Starting at the first line and ending at the last, repeat the material word for word.

-=-=-=-=-

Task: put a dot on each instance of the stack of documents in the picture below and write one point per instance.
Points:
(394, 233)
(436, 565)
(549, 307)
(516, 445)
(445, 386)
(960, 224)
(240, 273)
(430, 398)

-=-=-=-=-

Answer for this exercise:
Task: put a dot on each instance of the stack of documents in the picture below and write one point per instance.
Points:
(394, 233)
(436, 565)
(549, 307)
(516, 445)
(445, 386)
(960, 224)
(240, 273)
(430, 398)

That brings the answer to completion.